__YOUR INSTRUCTIONS__.
All of the entries must be output exactly as they are.

════════════════

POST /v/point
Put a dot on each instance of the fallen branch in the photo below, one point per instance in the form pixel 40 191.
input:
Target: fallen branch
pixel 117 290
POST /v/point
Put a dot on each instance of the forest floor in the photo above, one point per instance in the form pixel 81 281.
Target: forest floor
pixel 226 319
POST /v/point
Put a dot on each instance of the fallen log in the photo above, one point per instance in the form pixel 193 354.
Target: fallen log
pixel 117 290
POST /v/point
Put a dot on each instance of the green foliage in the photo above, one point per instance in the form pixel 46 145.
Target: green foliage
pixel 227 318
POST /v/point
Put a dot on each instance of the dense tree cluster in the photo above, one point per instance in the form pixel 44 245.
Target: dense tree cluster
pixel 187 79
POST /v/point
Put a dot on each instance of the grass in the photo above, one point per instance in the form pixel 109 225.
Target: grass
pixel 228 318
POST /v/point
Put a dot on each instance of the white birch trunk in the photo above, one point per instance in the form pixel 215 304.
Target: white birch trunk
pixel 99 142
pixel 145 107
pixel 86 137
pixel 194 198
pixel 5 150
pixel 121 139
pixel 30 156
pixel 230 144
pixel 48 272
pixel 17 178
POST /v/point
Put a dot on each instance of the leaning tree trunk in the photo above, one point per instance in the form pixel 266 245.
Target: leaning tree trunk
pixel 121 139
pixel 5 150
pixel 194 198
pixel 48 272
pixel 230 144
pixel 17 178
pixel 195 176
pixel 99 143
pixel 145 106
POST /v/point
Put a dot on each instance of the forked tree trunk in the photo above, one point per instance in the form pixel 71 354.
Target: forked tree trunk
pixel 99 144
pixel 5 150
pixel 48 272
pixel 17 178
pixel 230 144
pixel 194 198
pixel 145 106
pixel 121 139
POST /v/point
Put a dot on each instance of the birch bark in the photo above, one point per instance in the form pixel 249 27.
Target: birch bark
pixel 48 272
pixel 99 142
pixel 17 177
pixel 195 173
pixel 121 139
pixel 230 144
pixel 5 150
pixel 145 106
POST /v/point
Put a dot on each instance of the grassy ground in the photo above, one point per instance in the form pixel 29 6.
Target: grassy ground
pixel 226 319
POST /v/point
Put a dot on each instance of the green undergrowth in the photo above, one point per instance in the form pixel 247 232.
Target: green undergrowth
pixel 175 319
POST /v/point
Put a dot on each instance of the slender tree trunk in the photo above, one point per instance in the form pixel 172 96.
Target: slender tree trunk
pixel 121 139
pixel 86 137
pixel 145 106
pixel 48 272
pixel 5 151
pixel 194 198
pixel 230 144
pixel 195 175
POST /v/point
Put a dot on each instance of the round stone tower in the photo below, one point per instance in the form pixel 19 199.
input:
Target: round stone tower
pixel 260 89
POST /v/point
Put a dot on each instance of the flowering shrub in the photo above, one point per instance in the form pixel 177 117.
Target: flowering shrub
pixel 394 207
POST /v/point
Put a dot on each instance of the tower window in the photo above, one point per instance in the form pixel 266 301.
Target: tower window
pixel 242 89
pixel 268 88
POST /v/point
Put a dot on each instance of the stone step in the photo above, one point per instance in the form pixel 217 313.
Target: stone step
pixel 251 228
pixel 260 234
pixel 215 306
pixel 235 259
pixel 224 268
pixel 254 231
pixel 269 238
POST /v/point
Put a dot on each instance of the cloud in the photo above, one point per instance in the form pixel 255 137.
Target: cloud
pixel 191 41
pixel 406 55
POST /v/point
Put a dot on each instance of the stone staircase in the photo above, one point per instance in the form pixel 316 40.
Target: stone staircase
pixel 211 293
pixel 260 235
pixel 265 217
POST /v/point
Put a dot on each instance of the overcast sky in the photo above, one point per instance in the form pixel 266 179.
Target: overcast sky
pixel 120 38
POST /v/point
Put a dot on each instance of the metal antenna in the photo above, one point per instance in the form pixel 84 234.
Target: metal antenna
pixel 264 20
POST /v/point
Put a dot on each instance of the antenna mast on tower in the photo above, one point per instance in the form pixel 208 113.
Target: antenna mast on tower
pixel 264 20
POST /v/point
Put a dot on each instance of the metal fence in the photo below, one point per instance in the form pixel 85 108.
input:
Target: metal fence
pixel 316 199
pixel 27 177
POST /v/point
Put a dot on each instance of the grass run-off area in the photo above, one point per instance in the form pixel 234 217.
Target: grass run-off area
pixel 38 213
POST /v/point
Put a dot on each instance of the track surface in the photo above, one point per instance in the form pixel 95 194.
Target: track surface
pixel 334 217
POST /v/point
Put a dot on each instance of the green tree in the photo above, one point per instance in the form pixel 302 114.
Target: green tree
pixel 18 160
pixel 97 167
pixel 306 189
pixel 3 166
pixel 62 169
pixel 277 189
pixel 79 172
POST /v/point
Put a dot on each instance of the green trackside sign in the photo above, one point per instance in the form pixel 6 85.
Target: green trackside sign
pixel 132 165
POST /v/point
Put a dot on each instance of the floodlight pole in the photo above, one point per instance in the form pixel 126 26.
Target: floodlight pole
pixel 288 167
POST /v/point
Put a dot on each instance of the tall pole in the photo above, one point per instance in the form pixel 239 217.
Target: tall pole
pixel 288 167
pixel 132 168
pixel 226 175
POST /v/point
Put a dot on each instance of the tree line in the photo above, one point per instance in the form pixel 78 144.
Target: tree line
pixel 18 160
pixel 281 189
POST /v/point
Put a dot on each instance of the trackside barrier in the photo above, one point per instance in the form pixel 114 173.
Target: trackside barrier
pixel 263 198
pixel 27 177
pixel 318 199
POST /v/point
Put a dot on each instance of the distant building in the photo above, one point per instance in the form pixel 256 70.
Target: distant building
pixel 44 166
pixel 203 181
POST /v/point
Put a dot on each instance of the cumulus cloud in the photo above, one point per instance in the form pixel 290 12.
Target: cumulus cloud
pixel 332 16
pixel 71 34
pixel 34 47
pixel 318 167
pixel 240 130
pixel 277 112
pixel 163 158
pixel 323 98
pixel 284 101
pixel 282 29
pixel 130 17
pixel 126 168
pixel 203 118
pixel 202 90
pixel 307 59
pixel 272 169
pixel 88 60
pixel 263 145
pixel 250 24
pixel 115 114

════════════════

__FINISHED TASK__.
POST /v/point
Put a dot on each instance of the fallen branch in the photo below, one point per instance in the form pixel 40 191.
input:
Target: fallen branch
pixel 117 290
POST /v/point
Put a dot on each instance of the forest floor in the photo above, one point per instance in the form pixel 81 281.
Target: forest floor
pixel 226 319
POST /v/point
Put a dot on each instance of the fallen log in the photo above, one point per instance in the form pixel 193 354.
Target: fallen log
pixel 117 290
POST /v/point
Put a dot on each instance of the green foliage in the photo above, one point per instance in the form pixel 46 145.
Target: green foliage
pixel 227 318
POST /v/point
Put a dot on each instance of the dense tree cluster in the photo above, one point per instance in the form pixel 44 245.
Target: dense tree cluster
pixel 187 79
POST /v/point
Put a dot on each instance of the grass in the photo above, one point per instance in the form pixel 109 225.
Target: grass
pixel 228 318
POST /v/point
Put a dot on each instance of the white birch trunk in the photo above, one point per instance in the form pixel 215 304.
Target: white birch trunk
pixel 99 142
pixel 145 107
pixel 86 137
pixel 194 198
pixel 5 150
pixel 121 139
pixel 30 156
pixel 230 144
pixel 48 272
pixel 17 178
POST /v/point
Put a dot on each instance of the leaning tree trunk in the photo above, one point per instance in the form pixel 266 245.
Target: leaning tree trunk
pixel 121 139
pixel 5 150
pixel 194 198
pixel 48 272
pixel 230 144
pixel 17 178
pixel 195 176
pixel 99 143
pixel 145 106
POST /v/point
Put a dot on each instance of the forked tree trunk in the photo above, one point per instance in the form pixel 71 354.
Target: forked tree trunk
pixel 99 144
pixel 5 150
pixel 48 272
pixel 17 178
pixel 230 144
pixel 194 198
pixel 145 106
pixel 121 139
POST /v/point
Put a dot on each instance of the birch bark in the photo above, one point per instance in the form pixel 249 27.
Target: birch bark
pixel 48 272
pixel 99 142
pixel 17 177
pixel 195 173
pixel 121 139
pixel 230 144
pixel 5 150
pixel 145 106
POST /v/point
Put a dot on each instance of the grassy ground in the photo above, one point per instance in the form pixel 29 6.
Target: grassy ground
pixel 226 319
POST /v/point
Put a dot on each instance of the green undergrowth in the photo above, one point per instance in the form pixel 247 232.
Target: green undergrowth
pixel 175 319
POST /v/point
Put a dot on each instance of the slender tree trunk in the photo above, one point per instance in the form pixel 172 96.
Target: slender tree trunk
pixel 121 139
pixel 86 137
pixel 145 106
pixel 48 272
pixel 5 151
pixel 194 198
pixel 230 144
pixel 195 175
POST /v/point
Put a dot on each instance of the round stone tower in the photo below, one point per instance in the form pixel 19 199.
input:
Target: round stone tower
pixel 260 89
POST /v/point
Put a dot on each instance of the flowering shrub in the photo above, one point per instance in the form pixel 177 117.
Target: flowering shrub
pixel 394 207
POST /v/point
Put a dot on each instance of the tower window in the photo above, one point per instance in the form pixel 266 301.
Target: tower window
pixel 242 89
pixel 268 88
POST /v/point
Put a dot on each instance of the stone step in the photo above, one point per instance in the form pixel 217 313.
Target: stone step
pixel 251 228
pixel 260 234
pixel 215 306
pixel 235 259
pixel 224 268
pixel 254 231
pixel 269 238
POST /v/point
Put a dot on each instance of the cloud in the photo above, one point per instance in the form pixel 255 137.
Target: cloud
pixel 191 41
pixel 406 55
POST /v/point
Put a dot on each instance of the stone staircase in the photo above, one point per instance in the form pixel 316 40.
Target: stone staircase
pixel 211 293
pixel 260 235
pixel 265 217
POST /v/point
Put a dot on each instance of the overcast sky in the photo above, one point per instance in the form pixel 266 179.
Target: overcast sky
pixel 120 38
POST /v/point
Put a dot on each instance of the metal antenna in the photo above, one point per instance in the form pixel 84 234.
Target: metal antenna
pixel 264 20
POST /v/point
Put a dot on each instance of the antenna mast on tower in the photo above, one point per instance in the form pixel 208 113.
Target: antenna mast on tower
pixel 264 20
POST /v/point
Put a dot on each instance of the metal fence in the photo below, one point per instance in the form pixel 85 108.
input:
Target: metal fence
pixel 316 199
pixel 27 177
POST /v/point
Put a dot on each instance of the grass run-off area in the photo above, one point per instance in the form pixel 234 217.
Target: grass run-off area
pixel 38 213
POST /v/point
Put a dot on each instance of the track surface in the photo above, one point per instance in the form pixel 95 194.
Target: track surface
pixel 334 217
POST /v/point
Put a dot on each instance of the green tree in the photo above, one point per instance in the form pixel 302 114.
Target: green tree
pixel 18 160
pixel 97 167
pixel 306 189
pixel 3 166
pixel 62 169
pixel 277 189
pixel 79 172
POST /v/point
Put a dot on each instance of the green trackside sign in the photo above, one point per instance in the form pixel 6 85.
Target: green trackside sign
pixel 132 165
POST /v/point
Put a dot on each instance of the floodlight pole in the photo above, one point per instance in the form pixel 126 26.
Target: floodlight pole
pixel 288 167
POST /v/point
Put a dot on each instance of the tall pole in the photo above, one point per instance in the form pixel 239 217.
Target: tall pole
pixel 288 167
pixel 132 168
pixel 226 175
POST /v/point
Put a dot on each instance of the tree line in the photo above, one point per instance in the form pixel 78 144.
Target: tree line
pixel 18 160
pixel 281 189
POST /v/point
Put a dot on each instance of the trackside barrier in the photo above, one point per instance in the form pixel 114 173.
Target: trackside barrier
pixel 263 198
pixel 27 177
pixel 318 199
POST /v/point
Put a dot on each instance of the distant building in the photo above, one point per instance in the form pixel 256 70.
Target: distant building
pixel 44 166
pixel 203 181
POST /v/point
Put a dot on each instance of the cumulus cloud in the photo above, one point per instance in the form pixel 290 12.
Target: cumulus cloud
pixel 332 16
pixel 71 34
pixel 34 47
pixel 318 167
pixel 240 130
pixel 277 112
pixel 163 158
pixel 323 98
pixel 284 101
pixel 282 29
pixel 130 17
pixel 126 168
pixel 203 118
pixel 202 90
pixel 307 59
pixel 272 169
pixel 88 60
pixel 263 145
pixel 250 24
pixel 115 114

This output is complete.